[TASK INPUT]

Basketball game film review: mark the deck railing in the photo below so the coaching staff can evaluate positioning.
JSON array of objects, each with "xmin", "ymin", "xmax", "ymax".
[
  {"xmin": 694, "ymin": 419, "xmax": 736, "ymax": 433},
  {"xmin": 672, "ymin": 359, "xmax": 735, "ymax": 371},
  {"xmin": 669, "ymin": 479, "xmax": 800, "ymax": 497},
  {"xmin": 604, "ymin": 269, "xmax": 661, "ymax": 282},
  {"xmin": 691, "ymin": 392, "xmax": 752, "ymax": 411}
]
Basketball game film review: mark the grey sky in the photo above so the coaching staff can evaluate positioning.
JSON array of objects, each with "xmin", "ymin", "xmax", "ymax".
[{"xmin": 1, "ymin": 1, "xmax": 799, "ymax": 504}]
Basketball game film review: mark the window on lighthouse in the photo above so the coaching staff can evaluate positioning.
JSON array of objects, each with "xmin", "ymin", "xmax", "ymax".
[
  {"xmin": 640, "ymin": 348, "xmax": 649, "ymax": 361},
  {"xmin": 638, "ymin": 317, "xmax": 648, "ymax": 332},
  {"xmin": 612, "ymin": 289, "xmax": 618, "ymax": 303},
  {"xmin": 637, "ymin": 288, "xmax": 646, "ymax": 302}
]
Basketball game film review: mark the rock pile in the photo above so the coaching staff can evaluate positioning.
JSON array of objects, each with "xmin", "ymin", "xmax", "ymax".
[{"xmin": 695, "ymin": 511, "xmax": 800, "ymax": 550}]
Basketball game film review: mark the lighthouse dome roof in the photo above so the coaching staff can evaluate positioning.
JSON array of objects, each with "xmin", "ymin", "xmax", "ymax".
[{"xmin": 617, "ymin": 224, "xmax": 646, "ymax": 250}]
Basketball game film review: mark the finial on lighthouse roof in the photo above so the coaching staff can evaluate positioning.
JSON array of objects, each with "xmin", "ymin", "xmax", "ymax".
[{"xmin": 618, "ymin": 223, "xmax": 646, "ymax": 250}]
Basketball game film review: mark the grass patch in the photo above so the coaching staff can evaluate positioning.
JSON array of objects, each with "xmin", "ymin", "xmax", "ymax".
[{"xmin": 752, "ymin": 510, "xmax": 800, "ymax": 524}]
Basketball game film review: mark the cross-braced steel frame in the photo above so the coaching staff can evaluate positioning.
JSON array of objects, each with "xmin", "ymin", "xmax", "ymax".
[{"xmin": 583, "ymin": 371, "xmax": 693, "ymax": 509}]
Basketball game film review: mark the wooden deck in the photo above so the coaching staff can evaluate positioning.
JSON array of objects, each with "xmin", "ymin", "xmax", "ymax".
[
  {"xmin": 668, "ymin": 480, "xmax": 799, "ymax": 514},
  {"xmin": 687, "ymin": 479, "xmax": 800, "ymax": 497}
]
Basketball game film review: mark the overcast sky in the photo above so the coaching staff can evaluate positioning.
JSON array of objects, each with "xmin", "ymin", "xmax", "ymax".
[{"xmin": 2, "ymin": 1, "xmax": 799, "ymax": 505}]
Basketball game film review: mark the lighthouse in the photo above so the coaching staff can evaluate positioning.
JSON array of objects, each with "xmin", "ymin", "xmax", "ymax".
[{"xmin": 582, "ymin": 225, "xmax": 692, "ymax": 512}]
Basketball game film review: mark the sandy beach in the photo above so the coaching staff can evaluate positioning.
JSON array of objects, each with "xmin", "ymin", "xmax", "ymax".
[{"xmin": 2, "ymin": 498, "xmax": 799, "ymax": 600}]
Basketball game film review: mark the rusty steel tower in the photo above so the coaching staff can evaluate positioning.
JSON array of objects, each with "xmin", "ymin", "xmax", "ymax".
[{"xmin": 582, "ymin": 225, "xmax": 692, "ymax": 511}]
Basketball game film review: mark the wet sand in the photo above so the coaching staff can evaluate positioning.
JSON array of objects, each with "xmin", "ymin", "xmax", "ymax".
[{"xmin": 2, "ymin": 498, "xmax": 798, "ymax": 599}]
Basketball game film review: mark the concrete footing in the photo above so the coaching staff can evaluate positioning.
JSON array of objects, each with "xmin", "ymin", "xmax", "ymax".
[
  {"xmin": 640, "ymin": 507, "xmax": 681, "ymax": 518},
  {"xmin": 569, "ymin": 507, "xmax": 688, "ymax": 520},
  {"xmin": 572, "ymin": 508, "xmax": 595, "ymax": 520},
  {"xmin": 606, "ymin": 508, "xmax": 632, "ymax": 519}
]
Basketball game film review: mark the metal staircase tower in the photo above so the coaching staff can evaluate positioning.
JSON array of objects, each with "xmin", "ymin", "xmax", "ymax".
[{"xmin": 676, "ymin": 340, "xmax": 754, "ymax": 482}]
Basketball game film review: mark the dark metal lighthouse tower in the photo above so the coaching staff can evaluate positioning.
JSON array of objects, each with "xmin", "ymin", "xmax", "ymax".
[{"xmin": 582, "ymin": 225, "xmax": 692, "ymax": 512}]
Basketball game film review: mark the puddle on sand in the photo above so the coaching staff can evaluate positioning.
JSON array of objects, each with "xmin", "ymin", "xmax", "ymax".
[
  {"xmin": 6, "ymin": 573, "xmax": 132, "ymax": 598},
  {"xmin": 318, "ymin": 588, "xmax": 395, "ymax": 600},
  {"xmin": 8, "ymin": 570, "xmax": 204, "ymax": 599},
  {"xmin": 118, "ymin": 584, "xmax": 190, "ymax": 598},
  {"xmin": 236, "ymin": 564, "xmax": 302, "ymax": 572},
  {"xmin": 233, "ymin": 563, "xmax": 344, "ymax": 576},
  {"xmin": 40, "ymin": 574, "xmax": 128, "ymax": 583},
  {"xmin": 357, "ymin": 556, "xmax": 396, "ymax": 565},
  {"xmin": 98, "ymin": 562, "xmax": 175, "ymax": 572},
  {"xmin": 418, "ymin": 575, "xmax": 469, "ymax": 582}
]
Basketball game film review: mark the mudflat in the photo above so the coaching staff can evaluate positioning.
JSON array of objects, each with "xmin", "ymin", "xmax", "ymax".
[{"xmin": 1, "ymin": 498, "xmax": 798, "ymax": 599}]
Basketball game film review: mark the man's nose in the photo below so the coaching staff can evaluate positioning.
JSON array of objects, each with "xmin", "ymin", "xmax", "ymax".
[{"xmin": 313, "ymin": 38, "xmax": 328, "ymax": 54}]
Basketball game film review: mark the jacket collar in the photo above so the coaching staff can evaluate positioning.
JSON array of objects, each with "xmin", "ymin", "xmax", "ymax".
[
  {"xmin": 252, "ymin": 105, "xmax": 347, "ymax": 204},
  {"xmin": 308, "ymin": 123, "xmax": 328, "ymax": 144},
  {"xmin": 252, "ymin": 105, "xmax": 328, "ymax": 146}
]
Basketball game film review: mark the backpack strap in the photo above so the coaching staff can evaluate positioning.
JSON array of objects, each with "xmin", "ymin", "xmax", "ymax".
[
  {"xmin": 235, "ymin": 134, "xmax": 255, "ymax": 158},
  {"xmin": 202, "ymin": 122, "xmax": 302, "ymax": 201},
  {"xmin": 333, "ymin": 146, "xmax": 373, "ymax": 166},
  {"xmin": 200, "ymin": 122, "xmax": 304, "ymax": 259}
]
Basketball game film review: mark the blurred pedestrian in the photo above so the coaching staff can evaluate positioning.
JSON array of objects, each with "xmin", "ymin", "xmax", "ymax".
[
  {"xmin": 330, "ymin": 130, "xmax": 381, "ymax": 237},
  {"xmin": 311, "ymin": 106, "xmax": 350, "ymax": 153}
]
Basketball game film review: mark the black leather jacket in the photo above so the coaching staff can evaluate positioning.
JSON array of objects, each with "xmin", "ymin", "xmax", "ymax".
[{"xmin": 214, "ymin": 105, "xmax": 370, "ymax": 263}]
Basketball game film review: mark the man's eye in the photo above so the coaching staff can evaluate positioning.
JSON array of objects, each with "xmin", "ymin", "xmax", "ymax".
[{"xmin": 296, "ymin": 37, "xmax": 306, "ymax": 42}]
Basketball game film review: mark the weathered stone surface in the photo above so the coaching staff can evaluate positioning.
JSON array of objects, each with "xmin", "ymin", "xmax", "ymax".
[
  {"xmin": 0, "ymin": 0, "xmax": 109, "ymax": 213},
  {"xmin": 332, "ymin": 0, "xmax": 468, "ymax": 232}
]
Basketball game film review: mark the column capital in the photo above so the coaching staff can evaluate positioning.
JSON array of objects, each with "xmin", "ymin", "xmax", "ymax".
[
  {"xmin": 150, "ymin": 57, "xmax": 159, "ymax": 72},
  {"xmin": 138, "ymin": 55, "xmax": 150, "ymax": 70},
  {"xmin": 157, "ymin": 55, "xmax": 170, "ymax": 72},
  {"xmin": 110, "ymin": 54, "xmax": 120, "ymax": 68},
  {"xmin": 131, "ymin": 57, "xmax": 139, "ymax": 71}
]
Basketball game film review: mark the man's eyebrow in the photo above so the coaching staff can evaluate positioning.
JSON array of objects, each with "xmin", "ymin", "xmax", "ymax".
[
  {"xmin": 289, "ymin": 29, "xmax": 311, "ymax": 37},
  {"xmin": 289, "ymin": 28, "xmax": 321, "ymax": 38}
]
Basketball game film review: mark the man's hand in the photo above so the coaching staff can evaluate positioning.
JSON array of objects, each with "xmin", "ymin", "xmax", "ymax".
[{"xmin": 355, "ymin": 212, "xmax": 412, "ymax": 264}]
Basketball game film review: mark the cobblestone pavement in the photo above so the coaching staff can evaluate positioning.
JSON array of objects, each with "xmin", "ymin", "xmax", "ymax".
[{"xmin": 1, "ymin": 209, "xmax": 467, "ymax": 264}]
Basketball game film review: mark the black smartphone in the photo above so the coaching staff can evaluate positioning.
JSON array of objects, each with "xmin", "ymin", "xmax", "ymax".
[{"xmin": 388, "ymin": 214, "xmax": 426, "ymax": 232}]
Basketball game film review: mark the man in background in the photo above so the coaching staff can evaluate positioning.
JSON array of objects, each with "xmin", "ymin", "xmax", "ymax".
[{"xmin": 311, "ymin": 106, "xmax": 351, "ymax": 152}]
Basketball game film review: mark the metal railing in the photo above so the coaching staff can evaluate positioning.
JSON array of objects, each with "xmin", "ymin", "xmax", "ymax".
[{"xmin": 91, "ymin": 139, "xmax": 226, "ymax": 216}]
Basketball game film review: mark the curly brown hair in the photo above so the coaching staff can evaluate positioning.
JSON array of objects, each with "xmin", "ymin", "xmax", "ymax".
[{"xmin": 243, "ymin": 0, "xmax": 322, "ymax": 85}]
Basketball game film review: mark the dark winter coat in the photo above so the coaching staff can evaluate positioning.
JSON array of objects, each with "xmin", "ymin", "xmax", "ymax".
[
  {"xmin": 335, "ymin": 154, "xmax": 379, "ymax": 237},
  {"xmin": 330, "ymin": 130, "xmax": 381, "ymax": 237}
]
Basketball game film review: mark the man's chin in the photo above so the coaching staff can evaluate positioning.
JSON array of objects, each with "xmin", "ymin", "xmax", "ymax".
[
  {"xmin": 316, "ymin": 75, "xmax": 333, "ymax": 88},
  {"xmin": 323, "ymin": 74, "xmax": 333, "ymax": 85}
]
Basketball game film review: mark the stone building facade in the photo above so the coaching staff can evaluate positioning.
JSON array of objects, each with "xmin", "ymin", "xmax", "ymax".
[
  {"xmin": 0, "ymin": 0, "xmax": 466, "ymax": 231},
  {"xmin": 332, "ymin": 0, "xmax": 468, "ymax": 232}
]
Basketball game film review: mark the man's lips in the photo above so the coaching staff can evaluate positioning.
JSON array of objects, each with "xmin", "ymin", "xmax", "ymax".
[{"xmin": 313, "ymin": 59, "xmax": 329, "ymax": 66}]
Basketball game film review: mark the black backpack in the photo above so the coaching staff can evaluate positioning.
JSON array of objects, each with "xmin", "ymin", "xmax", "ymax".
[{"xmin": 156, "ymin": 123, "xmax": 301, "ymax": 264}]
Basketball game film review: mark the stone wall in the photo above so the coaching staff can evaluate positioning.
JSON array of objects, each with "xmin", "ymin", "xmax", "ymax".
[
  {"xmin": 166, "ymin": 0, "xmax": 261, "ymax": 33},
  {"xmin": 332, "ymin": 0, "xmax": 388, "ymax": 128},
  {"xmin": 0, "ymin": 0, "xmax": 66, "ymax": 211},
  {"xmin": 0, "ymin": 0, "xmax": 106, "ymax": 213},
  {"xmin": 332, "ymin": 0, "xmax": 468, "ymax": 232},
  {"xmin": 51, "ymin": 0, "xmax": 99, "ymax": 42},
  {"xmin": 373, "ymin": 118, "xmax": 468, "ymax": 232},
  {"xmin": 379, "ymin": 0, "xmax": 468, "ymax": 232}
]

[TASK DESCRIPTION]
Could you restate, word for word, the lines above from the one with "Basketball game film review: mark the backpack" to the one with "Basketball game film review: mark the blurred", both included?

[SOLUTION FOR THIS EXERCISE]
Basketball game film review: mark the backpack strap in the photo above so the coaching staff can evaluate positioning.
JSON array of objects, each with "xmin", "ymin", "xmax", "ymax".
[
  {"xmin": 235, "ymin": 134, "xmax": 255, "ymax": 158},
  {"xmin": 202, "ymin": 122, "xmax": 302, "ymax": 201},
  {"xmin": 333, "ymin": 146, "xmax": 373, "ymax": 166},
  {"xmin": 200, "ymin": 122, "xmax": 304, "ymax": 259}
]
Basketball game film review: mark the blurred pedestrian in the photo above so the coaching staff can evaluate positioning.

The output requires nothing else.